# PROBLEM:
Print the line that contains "Where can the field" and every line after it through the last line of the records below, exactly as written and nothing else.

# SUPPLIED RECORDS:
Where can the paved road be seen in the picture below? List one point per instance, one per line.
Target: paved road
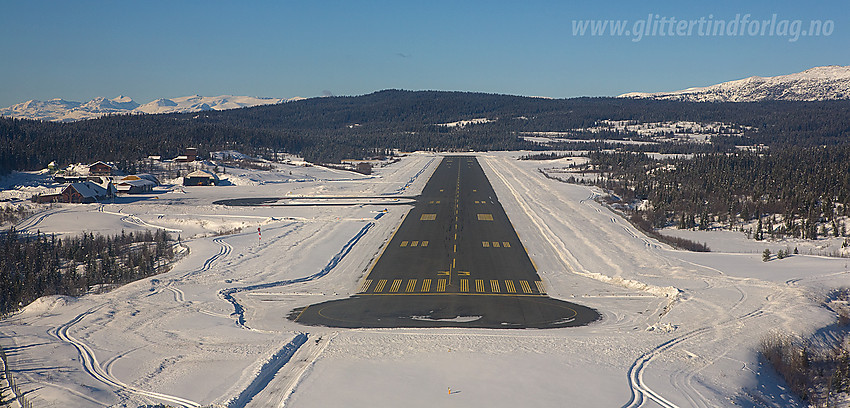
(456, 261)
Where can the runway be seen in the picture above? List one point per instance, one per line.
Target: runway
(454, 261)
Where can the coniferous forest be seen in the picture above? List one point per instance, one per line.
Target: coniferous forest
(790, 192)
(334, 128)
(40, 265)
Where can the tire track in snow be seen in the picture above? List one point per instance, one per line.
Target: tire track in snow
(641, 392)
(239, 310)
(93, 368)
(268, 371)
(36, 219)
(223, 251)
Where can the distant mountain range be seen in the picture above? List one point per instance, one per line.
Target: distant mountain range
(60, 110)
(815, 84)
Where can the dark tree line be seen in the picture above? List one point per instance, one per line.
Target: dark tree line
(800, 192)
(330, 129)
(39, 265)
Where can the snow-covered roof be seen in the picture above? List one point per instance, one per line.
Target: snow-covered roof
(88, 189)
(137, 183)
(202, 173)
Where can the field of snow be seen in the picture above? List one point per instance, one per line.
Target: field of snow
(679, 329)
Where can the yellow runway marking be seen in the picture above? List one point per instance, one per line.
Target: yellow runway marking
(441, 285)
(396, 285)
(380, 286)
(365, 286)
(540, 287)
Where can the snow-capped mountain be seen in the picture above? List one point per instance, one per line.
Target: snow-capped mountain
(60, 110)
(815, 84)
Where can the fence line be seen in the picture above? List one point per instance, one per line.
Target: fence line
(13, 385)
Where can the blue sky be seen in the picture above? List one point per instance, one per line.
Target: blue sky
(78, 50)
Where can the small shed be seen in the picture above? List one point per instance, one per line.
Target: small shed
(200, 178)
(189, 155)
(100, 169)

# WRITTEN SOLUTION:
Where can the field of snow be seen in the picture above? List one point per instance, one per line.
Target: field of snow
(679, 329)
Where can the yellow runway marking be seen in the picture above? List one point per instance, one per line.
Target: yellow runway marking
(441, 285)
(396, 285)
(380, 286)
(365, 286)
(540, 287)
Where can the snow-capped mountain be seen in the picture above? List one point per instance, one per line.
Target: snow-capped mountain
(60, 110)
(815, 84)
Where can the fence line be seen in the picture above? List one point per instance, one per line.
Target: fence line
(13, 385)
Where can the blue sky be seen in the picture above? List one point per instance, one per line.
Target: blue sky
(78, 50)
Where can the small shed be seen in the picture above? List one point per instance, one per line.
Target: small shed
(200, 178)
(189, 155)
(100, 169)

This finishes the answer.